• YOUR INSTRUCTIONS:
Lay out each line of the items below as a Markdown table with the columns "Row" and "Line text," skipping blank lines.

Recorded data
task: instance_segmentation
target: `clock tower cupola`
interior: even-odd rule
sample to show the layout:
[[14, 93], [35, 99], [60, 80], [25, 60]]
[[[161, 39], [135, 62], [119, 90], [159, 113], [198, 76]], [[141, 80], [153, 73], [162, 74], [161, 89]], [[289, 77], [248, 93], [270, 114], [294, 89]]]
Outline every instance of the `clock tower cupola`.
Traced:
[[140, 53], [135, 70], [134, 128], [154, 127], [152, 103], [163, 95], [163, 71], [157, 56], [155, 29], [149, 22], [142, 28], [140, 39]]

• RESULT OF THIS TASK:
| Row | Line text |
|---|---|
| 1 | task: instance_segmentation |
| 2 | target: `clock tower cupola` |
| 3 | interior: even-odd rule |
| 4 | sample to show the layout: |
| 5 | [[14, 93], [35, 99], [60, 80], [25, 60]] |
| 6 | [[[161, 39], [135, 62], [119, 90], [159, 113], [198, 76]], [[141, 80], [153, 73], [162, 74], [161, 89]], [[289, 77], [248, 93], [270, 114], [294, 89]]] |
| 7 | Outline every instance of the `clock tower cupola`. |
| 8 | Traced: |
| 9 | [[140, 53], [135, 70], [134, 128], [154, 127], [152, 103], [163, 95], [163, 71], [157, 56], [155, 29], [149, 22], [142, 28], [140, 39]] |